### What is being asked
Can you reproduce the material below with "white cloth napkin" changed to "folded paper napkin" everywhere it occurs, leaving everything else the same?
==== Records provided
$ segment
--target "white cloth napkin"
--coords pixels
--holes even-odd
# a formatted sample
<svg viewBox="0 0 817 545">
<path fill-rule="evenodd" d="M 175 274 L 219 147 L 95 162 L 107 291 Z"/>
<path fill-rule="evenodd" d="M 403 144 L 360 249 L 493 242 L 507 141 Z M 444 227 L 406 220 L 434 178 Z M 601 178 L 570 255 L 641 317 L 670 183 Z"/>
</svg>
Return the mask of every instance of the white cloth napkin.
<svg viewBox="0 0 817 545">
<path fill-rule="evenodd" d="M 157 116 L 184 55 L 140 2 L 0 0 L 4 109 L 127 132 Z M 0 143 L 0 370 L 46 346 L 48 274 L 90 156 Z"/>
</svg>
========
### Output of the exercise
$ segment
--target "folded paper napkin"
--coords pixels
--holes even-odd
# a formatted sample
<svg viewBox="0 0 817 545">
<path fill-rule="evenodd" d="M 175 274 L 219 147 L 95 162 L 107 291 Z"/>
<path fill-rule="evenodd" d="M 403 144 L 360 249 L 493 242 L 507 141 Z M 444 227 L 406 220 L 434 178 Z M 601 178 L 570 255 L 641 317 L 670 183 Z"/>
</svg>
Return the mask of every instance of the folded paper napkin.
<svg viewBox="0 0 817 545">
<path fill-rule="evenodd" d="M 157 116 L 184 55 L 140 2 L 0 0 L 4 109 L 127 132 Z M 0 143 L 0 370 L 46 346 L 48 274 L 90 156 Z"/>
</svg>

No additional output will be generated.